Text shown:

————————

One of the lesser known societies at our university, Southampton Marrow is here to raise awareness about the national need for more bone marrow donations. Marrow are imploring students at Southampton and the residents of the city to come and sign up! It’s quick and simple, all for a worthwhile cause. I speak to President Lydia Brackstone, Charity Officer Ellie Keegan and Publicity Officer Jonathan Kirman about the impact they hope to make…
So who are you, and what are your roles within the society?
Lydia: So, I’m Lydia, and I’m the President. I’m basically in charge of all of our donor recruitment, and fundraising, and just making sure everyone is doing their part.
Jonathan: I’m Jonathan, and I’m the Publicity Officer. And I do all the social media and create posters. (Cue raucous laughter from the group). I spread the word of Marrow.
Ellie: And I’m Ellie, and I’m the Fundraising Officer.
What do you guys do as a society?
Lydia: Marrow is the student part of (the charity) Anthony Nolan, and we sign people up the stem cell register.
Jonathan: Apparently bone marrow was too scary.
Lydia: We aim to just spread the word, explaining what the bone marrow and stem cell registrar is.
Jonathan: And we do socials…sometimes.

————————

Information supplied:
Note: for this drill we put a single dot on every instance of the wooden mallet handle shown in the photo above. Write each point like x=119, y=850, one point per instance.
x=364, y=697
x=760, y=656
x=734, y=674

————————

According to the interview about Southampton Marrow, which charity is Marrow the student part of?

Answer section:
Anthony Nolan